■ **What the task requires**
The answer is a single number: the count of lines in the records below that contain the word "water".

(Records contained in a dataset)

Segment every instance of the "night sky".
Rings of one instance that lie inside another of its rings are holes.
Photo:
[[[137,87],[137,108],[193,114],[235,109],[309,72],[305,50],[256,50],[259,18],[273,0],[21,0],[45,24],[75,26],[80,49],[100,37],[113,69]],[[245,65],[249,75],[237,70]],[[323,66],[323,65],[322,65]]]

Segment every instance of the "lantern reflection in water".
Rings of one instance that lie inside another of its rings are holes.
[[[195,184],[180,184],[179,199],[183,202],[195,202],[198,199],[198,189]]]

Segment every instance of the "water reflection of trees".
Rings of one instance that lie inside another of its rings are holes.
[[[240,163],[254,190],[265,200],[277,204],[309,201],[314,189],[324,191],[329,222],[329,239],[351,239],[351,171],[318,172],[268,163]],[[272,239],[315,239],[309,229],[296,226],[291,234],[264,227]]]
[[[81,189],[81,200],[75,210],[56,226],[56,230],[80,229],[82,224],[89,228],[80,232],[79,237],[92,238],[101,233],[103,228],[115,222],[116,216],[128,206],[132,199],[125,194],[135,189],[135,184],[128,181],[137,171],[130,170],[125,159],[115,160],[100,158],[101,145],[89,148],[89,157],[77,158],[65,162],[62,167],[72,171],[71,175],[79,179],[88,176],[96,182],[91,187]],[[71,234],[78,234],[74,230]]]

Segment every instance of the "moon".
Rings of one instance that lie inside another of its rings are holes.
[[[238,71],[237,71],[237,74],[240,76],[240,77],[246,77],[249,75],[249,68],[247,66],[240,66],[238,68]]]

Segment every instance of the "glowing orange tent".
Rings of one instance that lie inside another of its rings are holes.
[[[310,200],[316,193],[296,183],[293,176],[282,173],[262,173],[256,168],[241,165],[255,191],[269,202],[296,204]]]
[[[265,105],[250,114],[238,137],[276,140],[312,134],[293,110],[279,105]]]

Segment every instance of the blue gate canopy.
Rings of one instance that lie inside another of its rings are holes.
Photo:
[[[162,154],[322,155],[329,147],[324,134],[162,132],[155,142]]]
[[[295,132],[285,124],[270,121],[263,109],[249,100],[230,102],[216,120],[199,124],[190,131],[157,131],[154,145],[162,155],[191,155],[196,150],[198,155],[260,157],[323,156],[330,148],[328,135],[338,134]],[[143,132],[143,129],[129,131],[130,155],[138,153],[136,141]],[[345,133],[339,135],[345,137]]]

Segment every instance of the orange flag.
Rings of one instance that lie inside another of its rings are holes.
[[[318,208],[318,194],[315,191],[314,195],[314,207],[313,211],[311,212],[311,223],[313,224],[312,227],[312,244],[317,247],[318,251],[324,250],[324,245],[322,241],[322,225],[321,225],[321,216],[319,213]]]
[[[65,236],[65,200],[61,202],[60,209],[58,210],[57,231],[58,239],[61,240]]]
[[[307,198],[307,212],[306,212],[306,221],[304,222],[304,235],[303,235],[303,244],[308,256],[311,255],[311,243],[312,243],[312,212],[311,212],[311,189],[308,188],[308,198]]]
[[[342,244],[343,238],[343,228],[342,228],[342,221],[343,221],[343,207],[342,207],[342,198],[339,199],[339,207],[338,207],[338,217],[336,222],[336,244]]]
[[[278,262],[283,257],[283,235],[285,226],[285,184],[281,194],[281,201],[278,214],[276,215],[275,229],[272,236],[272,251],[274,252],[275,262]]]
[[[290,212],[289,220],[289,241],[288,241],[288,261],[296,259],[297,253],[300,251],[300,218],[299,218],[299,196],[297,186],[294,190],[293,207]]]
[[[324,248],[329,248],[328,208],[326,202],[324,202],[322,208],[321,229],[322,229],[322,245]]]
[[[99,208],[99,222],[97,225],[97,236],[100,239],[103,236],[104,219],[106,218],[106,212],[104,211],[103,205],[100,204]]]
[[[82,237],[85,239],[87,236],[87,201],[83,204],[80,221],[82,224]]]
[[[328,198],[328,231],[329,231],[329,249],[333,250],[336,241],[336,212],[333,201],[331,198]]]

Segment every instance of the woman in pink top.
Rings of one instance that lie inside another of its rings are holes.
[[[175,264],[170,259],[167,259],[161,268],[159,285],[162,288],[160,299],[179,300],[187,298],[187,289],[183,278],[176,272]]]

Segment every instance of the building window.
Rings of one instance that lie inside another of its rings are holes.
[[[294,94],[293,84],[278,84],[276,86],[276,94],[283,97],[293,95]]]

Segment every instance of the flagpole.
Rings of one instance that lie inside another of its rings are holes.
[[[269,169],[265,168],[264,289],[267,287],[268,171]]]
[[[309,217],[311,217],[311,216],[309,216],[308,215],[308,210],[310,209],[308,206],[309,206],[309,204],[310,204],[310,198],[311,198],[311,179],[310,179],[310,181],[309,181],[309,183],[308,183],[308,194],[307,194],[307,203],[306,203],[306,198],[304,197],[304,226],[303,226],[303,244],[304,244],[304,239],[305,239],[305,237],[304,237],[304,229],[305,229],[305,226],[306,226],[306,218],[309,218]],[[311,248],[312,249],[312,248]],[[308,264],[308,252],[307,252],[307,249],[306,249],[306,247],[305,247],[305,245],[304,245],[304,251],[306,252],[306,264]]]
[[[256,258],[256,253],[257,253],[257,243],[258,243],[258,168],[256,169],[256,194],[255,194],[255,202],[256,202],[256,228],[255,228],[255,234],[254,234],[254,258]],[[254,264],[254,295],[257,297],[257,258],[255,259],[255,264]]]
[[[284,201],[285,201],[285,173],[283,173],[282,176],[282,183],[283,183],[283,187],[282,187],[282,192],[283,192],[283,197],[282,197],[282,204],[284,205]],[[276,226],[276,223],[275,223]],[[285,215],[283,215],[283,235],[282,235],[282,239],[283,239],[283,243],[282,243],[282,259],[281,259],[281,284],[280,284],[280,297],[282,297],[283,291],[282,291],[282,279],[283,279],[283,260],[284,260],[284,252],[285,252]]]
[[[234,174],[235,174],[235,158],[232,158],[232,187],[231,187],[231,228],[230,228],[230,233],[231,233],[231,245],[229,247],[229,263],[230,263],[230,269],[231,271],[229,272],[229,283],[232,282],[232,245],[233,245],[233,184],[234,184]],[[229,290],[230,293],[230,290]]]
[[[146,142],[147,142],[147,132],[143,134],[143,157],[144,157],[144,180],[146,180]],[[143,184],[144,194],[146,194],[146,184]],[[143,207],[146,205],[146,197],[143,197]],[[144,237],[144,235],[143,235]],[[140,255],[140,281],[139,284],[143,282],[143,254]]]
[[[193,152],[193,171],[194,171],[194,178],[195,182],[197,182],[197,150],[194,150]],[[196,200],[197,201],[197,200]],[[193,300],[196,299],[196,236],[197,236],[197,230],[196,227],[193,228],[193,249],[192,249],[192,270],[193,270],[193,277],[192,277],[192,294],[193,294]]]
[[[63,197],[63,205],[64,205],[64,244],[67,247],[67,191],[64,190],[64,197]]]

■ **Answer to this task**
2